• Page extract:

◇ ◇ ◇

The 2010–11 Liga Alef season saw Maccabi Umm al-Fahm (champions of the North Division) and Hapoel Jerusalem (champions of the South Division) win the title and promotion to Liga Leumit.

At the bottom, the bottom two clubs in each division, Maccabi Kafr Qara, Hapoel Ramot Menashe Megiddo (from North division), Hapoel Tzafririm Holon and Shimshon Bnei Tayibe (from South division) were all automatically relegated to Liga Bet, whilst the two clubs ranked in 14th place in each division, Ironi Sayid Umm al-Fahm and Hapoel Nahlat Yehuda entered a promotion/relegation play-offs, and both relegated to Liga Bet after losing the play-offs.

Changes from last season

Format changes
 The clubs placed 2nd to 5th in each division would participate in a promotion play-offs, a knockout tournament. In the first round, in each division the 2nd placed club would play the 5th placed club and the 3rd placed club would play the 4th placed club. In the second round, the two first round winners would play each other. In the first two rounds the higher ranked club would have home advantage. In the third round both divisional play-off winner would play each other in a neutral venue for a place in a promotion/relegation play-off against the 14th placed club in Liga Leumit, which would be played over two home and away matches.

Team changes
 Maccabi Ironi Jatt and Hapoel Herzliya were promoted to Liga Leumit; Hapoel Jerusalem and Hapoel Marmorek (both to South division) were relegated from Liga Leumit.
 Hapoel Hadera was transferred from South division to North division.
 Hapoel Bnei Jadeidi, Hapoel Bnei Tamra and Maccabi Tirat HaCarmel were relegated to Liga Bet from North division; Ahi Acre, Hapoel Daliyat al-Karmel and Hapoel Ramot Menashe Megiddo were promoted to the North division from Liga Bet.
 Beitar Kfar Saba and Hapoel Mevaseret Zion were relegated to Liga Bet from South division; Maccabi Kabilio Jaffa and Bnei Eilat were promoted to the South division from Liga Bet.

North Division

South Division

Promotion play-offs

First round
Second and third placed clubs played single match at home against the fourth and fifth placed clubs in their respective regional division.

◇ ◇ ◇

• Dataset records:
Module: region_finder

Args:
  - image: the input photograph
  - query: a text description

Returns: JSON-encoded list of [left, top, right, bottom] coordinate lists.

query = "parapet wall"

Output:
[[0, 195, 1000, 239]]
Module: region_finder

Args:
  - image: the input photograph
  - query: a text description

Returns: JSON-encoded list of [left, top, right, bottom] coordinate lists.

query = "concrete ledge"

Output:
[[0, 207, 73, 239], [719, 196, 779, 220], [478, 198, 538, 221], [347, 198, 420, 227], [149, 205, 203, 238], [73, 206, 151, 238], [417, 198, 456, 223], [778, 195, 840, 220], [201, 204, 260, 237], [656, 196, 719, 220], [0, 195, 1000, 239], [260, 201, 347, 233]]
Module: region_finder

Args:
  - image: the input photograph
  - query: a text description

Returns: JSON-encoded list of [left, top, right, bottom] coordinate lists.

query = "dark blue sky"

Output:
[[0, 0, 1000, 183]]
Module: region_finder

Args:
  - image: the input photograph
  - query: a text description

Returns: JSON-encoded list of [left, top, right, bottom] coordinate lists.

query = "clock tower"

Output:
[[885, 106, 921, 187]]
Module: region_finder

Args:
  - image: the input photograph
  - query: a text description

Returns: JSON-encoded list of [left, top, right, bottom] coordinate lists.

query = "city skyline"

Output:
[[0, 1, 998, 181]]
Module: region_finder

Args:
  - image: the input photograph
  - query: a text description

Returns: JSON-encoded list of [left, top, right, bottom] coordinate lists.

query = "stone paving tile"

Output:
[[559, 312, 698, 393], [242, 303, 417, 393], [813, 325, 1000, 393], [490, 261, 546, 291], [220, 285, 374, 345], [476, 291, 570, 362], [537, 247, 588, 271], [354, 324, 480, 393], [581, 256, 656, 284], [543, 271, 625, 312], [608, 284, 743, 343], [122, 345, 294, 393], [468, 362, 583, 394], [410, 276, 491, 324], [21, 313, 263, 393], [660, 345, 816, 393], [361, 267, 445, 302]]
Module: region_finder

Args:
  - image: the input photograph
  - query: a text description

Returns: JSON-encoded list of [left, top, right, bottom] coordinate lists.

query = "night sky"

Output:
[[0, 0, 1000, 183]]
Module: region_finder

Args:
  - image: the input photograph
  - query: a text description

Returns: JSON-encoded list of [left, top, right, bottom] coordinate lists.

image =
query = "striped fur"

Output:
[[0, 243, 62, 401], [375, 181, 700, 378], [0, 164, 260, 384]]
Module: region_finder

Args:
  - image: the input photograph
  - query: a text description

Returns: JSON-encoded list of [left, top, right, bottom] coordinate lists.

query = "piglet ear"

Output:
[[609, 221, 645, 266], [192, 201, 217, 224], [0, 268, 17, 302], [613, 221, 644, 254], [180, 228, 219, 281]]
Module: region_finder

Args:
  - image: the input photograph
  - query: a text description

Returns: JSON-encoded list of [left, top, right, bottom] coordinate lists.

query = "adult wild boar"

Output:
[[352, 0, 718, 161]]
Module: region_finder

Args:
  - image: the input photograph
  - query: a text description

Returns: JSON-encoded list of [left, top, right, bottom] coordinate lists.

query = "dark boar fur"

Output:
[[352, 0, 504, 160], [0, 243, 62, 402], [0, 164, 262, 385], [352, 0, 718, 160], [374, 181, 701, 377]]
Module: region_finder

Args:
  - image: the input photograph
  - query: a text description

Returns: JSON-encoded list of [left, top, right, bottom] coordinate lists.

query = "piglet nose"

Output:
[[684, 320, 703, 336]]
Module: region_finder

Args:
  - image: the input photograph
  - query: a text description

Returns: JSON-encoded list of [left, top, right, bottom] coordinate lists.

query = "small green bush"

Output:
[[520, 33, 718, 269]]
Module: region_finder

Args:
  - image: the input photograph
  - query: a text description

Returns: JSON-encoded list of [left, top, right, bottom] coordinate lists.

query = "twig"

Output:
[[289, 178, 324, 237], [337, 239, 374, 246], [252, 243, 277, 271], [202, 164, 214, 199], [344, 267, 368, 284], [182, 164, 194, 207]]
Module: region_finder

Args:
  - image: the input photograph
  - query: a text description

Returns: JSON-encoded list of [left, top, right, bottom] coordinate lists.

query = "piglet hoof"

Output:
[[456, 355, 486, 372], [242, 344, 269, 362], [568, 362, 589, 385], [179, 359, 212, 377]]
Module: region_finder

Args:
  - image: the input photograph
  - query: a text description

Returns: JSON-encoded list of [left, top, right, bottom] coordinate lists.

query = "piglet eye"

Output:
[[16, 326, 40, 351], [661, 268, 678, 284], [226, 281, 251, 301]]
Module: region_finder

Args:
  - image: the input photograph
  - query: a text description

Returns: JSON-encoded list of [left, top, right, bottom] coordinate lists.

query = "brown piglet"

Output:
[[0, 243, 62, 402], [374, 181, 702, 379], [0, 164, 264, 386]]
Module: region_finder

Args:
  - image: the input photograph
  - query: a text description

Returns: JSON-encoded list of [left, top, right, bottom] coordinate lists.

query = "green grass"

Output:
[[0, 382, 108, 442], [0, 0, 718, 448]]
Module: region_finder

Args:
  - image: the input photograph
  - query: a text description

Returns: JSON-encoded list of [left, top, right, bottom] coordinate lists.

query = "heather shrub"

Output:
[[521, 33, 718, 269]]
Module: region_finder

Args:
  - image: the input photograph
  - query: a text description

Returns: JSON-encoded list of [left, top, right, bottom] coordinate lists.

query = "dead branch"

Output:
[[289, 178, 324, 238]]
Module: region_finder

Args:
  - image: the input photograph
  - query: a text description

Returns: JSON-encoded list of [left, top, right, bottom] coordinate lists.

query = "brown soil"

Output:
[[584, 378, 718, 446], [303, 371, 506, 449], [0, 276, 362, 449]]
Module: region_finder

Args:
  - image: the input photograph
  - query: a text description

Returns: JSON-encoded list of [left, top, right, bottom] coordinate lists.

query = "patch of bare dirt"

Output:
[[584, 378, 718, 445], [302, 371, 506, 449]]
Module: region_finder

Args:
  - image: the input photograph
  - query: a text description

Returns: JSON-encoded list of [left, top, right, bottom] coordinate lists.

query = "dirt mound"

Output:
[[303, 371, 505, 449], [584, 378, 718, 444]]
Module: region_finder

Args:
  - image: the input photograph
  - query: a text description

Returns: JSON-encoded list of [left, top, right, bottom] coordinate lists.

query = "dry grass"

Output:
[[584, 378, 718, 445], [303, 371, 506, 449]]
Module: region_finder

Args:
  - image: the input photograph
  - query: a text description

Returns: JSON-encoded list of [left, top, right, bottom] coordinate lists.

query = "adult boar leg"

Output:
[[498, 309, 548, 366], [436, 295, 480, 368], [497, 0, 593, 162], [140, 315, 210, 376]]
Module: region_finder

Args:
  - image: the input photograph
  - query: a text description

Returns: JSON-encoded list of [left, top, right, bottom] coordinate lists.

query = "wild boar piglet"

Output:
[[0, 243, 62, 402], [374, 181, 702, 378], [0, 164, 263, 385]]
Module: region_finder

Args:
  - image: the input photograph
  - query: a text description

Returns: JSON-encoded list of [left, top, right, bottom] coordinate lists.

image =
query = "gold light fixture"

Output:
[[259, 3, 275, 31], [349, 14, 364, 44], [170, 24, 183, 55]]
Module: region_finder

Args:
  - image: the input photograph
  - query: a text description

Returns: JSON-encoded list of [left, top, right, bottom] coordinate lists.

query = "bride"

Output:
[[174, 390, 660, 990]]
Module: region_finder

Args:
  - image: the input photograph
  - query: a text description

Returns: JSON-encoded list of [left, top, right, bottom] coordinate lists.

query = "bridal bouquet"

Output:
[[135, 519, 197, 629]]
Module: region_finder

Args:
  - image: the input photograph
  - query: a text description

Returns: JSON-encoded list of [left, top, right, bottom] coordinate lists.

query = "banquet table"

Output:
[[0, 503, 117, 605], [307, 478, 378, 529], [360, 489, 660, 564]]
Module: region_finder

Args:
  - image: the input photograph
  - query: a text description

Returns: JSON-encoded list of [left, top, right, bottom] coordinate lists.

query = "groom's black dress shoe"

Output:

◇ ◇ ◇

• Objective:
Using the 2010–11 Liga Alef season text, answer each question:
(a) Which club won the South Division?
(b) Which club was transferred from the South division to the North division?
(c) Where would the third round of the promotion play-offs be played?

• Result of this exercise:
(a) Hapoel Jerusalem
(b) Hapoel Hadera
(c) At a neutral venue